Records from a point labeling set
## Start

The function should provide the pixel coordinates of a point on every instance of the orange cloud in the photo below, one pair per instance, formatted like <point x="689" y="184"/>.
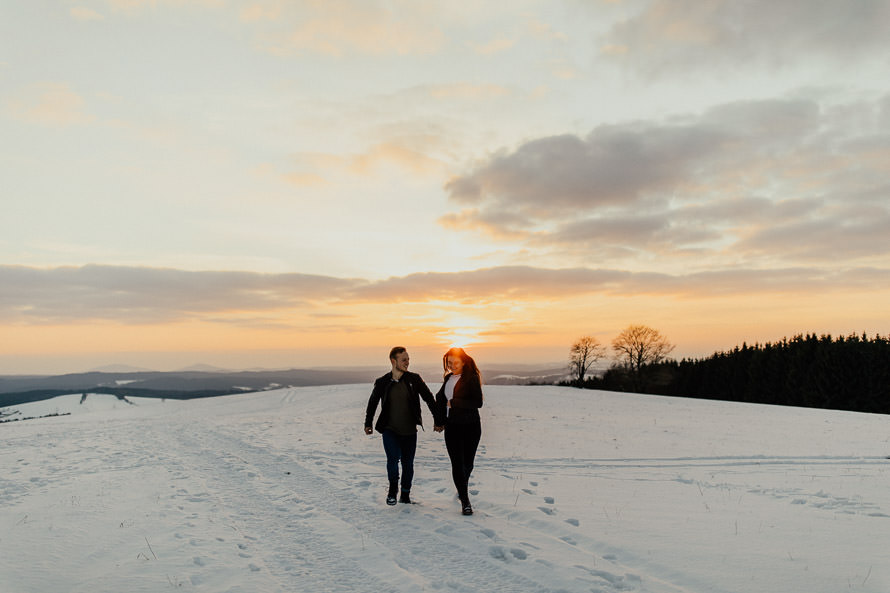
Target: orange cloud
<point x="49" y="104"/>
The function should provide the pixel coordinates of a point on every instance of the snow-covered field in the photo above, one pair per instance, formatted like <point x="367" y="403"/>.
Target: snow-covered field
<point x="573" y="490"/>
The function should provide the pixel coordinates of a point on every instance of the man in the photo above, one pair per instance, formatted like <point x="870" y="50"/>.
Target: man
<point x="398" y="392"/>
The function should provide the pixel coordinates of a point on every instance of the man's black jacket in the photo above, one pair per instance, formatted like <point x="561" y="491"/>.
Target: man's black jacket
<point x="416" y="388"/>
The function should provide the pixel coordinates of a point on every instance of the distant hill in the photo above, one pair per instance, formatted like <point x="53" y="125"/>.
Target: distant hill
<point x="188" y="384"/>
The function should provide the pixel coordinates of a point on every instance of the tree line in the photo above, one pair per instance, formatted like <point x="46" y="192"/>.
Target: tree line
<point x="842" y="373"/>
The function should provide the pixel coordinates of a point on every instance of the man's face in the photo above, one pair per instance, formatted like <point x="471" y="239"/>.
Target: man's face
<point x="400" y="362"/>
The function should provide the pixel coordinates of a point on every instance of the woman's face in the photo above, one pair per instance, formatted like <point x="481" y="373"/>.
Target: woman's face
<point x="455" y="364"/>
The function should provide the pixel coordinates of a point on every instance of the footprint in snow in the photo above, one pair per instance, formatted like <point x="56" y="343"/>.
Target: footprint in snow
<point x="504" y="555"/>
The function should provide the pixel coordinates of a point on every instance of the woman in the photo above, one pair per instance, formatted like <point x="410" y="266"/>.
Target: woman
<point x="459" y="399"/>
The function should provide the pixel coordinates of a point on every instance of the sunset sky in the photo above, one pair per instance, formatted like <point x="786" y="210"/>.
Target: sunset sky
<point x="267" y="183"/>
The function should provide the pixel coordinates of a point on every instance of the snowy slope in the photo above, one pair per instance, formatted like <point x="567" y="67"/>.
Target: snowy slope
<point x="574" y="490"/>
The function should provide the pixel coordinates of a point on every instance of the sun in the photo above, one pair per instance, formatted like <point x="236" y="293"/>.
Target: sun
<point x="462" y="331"/>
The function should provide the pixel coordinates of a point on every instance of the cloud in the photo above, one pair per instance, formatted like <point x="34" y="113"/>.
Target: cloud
<point x="49" y="104"/>
<point x="81" y="13"/>
<point x="340" y="27"/>
<point x="151" y="295"/>
<point x="670" y="36"/>
<point x="140" y="295"/>
<point x="786" y="179"/>
<point x="398" y="153"/>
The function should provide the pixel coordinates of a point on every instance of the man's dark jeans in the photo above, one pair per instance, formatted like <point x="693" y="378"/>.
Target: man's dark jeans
<point x="400" y="448"/>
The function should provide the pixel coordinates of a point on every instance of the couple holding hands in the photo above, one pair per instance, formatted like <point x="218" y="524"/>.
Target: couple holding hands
<point x="455" y="410"/>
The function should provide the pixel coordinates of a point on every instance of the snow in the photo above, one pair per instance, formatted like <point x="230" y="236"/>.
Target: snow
<point x="574" y="490"/>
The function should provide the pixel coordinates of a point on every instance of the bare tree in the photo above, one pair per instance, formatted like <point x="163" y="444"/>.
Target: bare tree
<point x="584" y="353"/>
<point x="638" y="346"/>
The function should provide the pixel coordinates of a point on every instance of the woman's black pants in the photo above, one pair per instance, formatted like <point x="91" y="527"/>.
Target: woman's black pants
<point x="461" y="440"/>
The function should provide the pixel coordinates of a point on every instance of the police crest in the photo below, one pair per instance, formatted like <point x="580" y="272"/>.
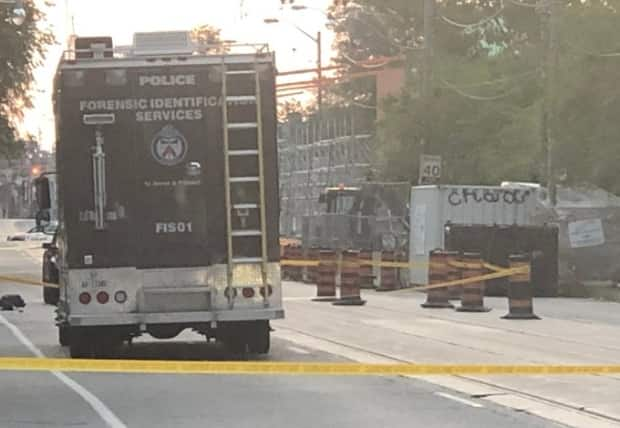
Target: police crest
<point x="169" y="146"/>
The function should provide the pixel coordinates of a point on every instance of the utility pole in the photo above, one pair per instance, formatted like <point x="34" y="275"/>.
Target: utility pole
<point x="550" y="13"/>
<point x="427" y="73"/>
<point x="319" y="70"/>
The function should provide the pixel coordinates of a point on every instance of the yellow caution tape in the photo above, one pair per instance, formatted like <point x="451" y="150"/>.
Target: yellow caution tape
<point x="26" y="281"/>
<point x="457" y="282"/>
<point x="314" y="263"/>
<point x="300" y="263"/>
<point x="291" y="368"/>
<point x="494" y="268"/>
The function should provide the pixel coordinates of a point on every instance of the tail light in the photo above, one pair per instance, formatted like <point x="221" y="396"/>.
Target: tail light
<point x="269" y="291"/>
<point x="120" y="296"/>
<point x="85" y="298"/>
<point x="103" y="297"/>
<point x="230" y="290"/>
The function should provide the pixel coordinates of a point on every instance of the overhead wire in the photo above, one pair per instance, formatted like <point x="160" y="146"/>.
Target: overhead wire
<point x="494" y="82"/>
<point x="475" y="24"/>
<point x="474" y="97"/>
<point x="592" y="53"/>
<point x="523" y="4"/>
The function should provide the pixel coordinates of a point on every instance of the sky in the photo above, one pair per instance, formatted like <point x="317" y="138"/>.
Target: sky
<point x="240" y="20"/>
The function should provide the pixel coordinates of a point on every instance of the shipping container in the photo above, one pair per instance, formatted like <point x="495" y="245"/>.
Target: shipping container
<point x="435" y="207"/>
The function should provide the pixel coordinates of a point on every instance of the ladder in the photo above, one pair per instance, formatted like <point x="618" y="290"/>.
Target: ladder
<point x="232" y="134"/>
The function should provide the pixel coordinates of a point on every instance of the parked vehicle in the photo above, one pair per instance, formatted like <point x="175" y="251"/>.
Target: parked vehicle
<point x="167" y="194"/>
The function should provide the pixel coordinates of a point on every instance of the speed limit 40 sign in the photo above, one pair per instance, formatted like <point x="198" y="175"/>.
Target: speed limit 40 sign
<point x="430" y="169"/>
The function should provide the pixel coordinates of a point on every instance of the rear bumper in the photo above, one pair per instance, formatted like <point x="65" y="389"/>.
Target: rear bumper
<point x="174" y="317"/>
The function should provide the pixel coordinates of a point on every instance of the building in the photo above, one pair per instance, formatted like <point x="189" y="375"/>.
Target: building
<point x="315" y="154"/>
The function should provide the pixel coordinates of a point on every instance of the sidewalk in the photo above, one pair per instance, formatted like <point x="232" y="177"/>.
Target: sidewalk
<point x="395" y="327"/>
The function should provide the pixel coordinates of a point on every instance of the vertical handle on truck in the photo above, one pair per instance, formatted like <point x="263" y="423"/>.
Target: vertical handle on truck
<point x="99" y="188"/>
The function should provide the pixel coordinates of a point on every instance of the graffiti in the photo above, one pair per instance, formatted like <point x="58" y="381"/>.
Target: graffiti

## End

Write out the data again from the line with "of the building" through the end of the data, including the requests. Add 74 to every x and y coordinate in the answers.

The function should provide the pixel coordinates of a point on every instance of the building in the photo above, one pair per instance, formatted like <point x="189" y="375"/>.
Target: building
<point x="389" y="228"/>
The function should provide the pixel coordinates of a point on every instance of the sidewalk in the photo above, one pair per instance, formatted like <point x="232" y="177"/>.
Target: sidewalk
<point x="469" y="401"/>
The function should provide the pixel coordinates of a point on every instance of the vertical handle on truck in the photo above, one pair per instance, formatted like <point x="263" y="423"/>.
Target: vertical handle on truck
<point x="173" y="262"/>
The function should provide the pixel coordinates of a point on every instance of the graffiti in the photo above, one pair per instance, formatted like <point x="58" y="381"/>.
Target: graffiti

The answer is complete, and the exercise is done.